WHAT YOU SHOULD DO: The full set of records must be printed exactly as given.

INPUT RECORDS:

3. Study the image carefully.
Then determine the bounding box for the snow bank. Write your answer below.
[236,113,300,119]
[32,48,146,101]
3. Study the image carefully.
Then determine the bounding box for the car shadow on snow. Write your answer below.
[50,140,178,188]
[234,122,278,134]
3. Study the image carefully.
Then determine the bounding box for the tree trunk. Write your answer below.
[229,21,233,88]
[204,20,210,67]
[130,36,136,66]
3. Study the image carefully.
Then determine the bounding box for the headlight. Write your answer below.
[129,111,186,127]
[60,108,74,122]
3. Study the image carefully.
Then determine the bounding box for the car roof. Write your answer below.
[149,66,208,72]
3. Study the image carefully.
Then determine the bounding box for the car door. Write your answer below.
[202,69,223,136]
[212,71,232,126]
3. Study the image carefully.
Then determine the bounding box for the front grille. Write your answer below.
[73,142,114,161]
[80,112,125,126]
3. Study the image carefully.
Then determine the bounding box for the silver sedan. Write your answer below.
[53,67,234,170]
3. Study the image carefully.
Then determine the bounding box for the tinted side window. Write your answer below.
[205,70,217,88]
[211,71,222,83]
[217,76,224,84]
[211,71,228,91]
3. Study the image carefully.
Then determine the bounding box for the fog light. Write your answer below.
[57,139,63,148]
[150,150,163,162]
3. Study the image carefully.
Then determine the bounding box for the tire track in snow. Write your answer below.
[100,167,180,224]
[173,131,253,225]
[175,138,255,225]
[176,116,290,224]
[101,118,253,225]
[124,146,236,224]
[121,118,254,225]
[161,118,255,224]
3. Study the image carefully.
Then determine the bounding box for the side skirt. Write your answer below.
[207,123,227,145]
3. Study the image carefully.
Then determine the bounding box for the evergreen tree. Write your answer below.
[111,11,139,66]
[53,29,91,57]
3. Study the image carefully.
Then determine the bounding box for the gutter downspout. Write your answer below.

THE COMPLETED TASK:
3. Study the image carefully.
Then determine the bounding box for the snow bank. Write your answer below.
[236,113,300,119]
[32,48,146,101]
3. Study the image carefully.
Then determine the bounding box for the car shadow on snow. Write your answer below.
[50,140,178,188]
[234,122,278,134]
3. Study the image carefully.
Then determine the bounding box for the tree trunk. Write your answer below.
[229,21,233,88]
[204,20,210,67]
[130,36,136,66]
3. Study the image carefully.
Then determine the bounding box for the headlight. Write your answer below.
[129,111,186,127]
[60,108,74,122]
3. Study the image carefully.
Then determine the bounding box for the car roof. Write your answer below.
[149,66,208,72]
3. Study the image carefully.
Then determine the bounding box for the car door. Write your answer below.
[202,69,223,136]
[212,71,232,126]
3. Study the image carefully.
Then determine the bounding box for the front grille. Write your answer below.
[73,142,114,161]
[80,112,125,126]
3. Study the image carefully.
Then determine the bounding box for the silver sedan. Write your answer below.
[53,67,234,170]
3. Study the image carefully.
Then determine the bounding box for the tinted side window. Write your answer below.
[205,70,217,88]
[211,71,222,83]
[217,76,224,84]
[211,71,228,91]
3. Study the image carefully.
Then determine the bounding box for the fog light. Write your answer below.
[57,139,63,148]
[150,150,163,162]
3. Study the image carefully.
Then determine the bounding box for the tire track in snow. Write your answer below.
[100,167,180,224]
[173,131,253,225]
[175,138,255,225]
[176,116,290,224]
[101,118,253,225]
[124,146,236,224]
[121,118,254,225]
[161,118,255,224]
3. Study the image carefully.
Then determine the bounding box for the side skirt. Write your answer below.
[207,123,227,145]
3. Study the image carefully.
Then determine the bounding box for the evergreen tree. Write your answer below.
[111,11,139,66]
[53,29,91,57]
3. Study the image carefully.
Then determine the bounding box for the gutter downspout. Write your answer below.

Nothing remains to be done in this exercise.